WHAT NEEDS TO BE DONE. Quote the excerpt on the Supreme Court's corporate veil ruling word for word, starting with "It transpired that" and going on through "claims against Mr Malofeev.".

EXCERPT TO READ.
Dispute Resolution Bulletin, March 2013
In this issue: Piercing the corporate veil - the Supreme Court’s ruling; The Courts’ approach to arbitration in Hong Kong - and some implications; Conferences & Events.
Piercing the corporate veil - the Supreme Court’s ruling
The recent decision of the UK Supreme Court in VTB Capital plc v Nutritek International Corp and others (6 February 2013) emphasises the strength of the principle of separate corporate identity and indicates that the English courts will allow the corporate veil to be pierced only in very exceptional circumstances – and not in order to treat the company’s “alter ego” as a co-contracting party.
VTB Capital plc (VTB) had entered into a loan facility agreement with Russagroprom LLC (RAP) for approximately US$225 million, to finance RAP’s acquisition of nine companies operating in the dairy industry from Nutritek International Corp. (NUT). After RAP defaulted on the loan repayments, VTB alleged that NUT had made fraudulent misrepresentations which had induced VTB to enter into the loan facility agreement.
It transpired that a Mr Malofeev was the owner of both NUT and RAP, as well as of Marshall Capital Holdings Ltd. (Marshall), the ultimate owner of NUT. In August 2012, the Court of Appeal had refused to allow VTB to bring a contractual claim against Mr Malofeev.
VTB appealed to the Supreme Court, arguing that Mr Malofeev (and by extension Marshall) had used RAP’s separate legal status to disguise the control that they exercised over it and had therefore misled VTB into believing that the transaction they were entering into was at arm’s length and at a genuinely negotiated price. The Supreme Court refused the appeal and upheld the Court of Appeal decision, refusing to allow VTB to pierce the corporate veil and bring contractual claims against Mr Malofeev.

DATASET EXCERPTS.
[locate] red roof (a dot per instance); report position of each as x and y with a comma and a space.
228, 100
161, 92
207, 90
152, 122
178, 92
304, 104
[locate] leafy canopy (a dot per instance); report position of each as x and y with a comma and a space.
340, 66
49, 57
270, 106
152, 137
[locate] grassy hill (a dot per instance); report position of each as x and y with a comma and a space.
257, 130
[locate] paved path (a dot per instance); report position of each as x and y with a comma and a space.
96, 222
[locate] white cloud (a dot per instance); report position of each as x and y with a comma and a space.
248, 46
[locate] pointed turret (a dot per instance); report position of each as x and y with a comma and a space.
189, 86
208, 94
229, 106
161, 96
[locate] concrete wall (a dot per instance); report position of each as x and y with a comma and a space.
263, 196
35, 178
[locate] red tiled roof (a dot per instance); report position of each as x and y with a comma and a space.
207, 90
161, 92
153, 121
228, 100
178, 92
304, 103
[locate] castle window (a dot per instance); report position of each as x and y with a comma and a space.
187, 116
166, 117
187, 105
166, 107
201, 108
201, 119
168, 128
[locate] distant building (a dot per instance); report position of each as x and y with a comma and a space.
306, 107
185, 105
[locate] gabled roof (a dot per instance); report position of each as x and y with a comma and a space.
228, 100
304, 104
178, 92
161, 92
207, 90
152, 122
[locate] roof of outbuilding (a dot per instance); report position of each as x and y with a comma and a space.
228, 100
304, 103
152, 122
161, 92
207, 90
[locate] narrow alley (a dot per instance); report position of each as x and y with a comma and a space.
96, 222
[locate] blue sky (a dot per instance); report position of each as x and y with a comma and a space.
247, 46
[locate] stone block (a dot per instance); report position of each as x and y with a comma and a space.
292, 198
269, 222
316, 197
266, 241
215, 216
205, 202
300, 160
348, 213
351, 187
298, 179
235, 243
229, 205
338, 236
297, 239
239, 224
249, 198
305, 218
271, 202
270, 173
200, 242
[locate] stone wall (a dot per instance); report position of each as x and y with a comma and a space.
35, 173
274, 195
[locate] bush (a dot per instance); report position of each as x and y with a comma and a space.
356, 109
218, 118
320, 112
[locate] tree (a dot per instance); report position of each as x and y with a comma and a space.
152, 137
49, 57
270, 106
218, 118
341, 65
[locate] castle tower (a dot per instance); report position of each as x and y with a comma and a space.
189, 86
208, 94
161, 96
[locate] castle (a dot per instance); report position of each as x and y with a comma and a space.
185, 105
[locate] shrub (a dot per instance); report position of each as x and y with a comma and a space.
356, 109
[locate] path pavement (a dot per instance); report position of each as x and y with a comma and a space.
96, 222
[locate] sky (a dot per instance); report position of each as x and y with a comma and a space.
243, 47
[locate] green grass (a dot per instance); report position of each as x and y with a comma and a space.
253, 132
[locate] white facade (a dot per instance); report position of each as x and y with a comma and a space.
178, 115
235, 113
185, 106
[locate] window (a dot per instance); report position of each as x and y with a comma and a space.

SOLUTION FOR THIS EXERCISE.
It transpired that a Mr Malofeev was the owner of both NUT and RAP, as well as of Marshall Capital Holdings Ltd. (Marshall), the ultimate owner of NUT. In August 2012, the Court of Appeal had refused to allow VTB to bring a contractual claim against Mr Malofeev.
VTB appealed to the Supreme Court, arguing that Mr Malofeev (and by extension Marshall) had used RAP’s separate legal status to disguise the control that they exercised over it and had therefore misled VTB into believing that the transaction they were entering into was at arm’s length and at a genuinely negotiated price. The Supreme Court refused the appeal and upheld the Court of Appeal decision, refusing to allow VTB to pierce the corporate veil and bring contractual claims against Mr Malofeev.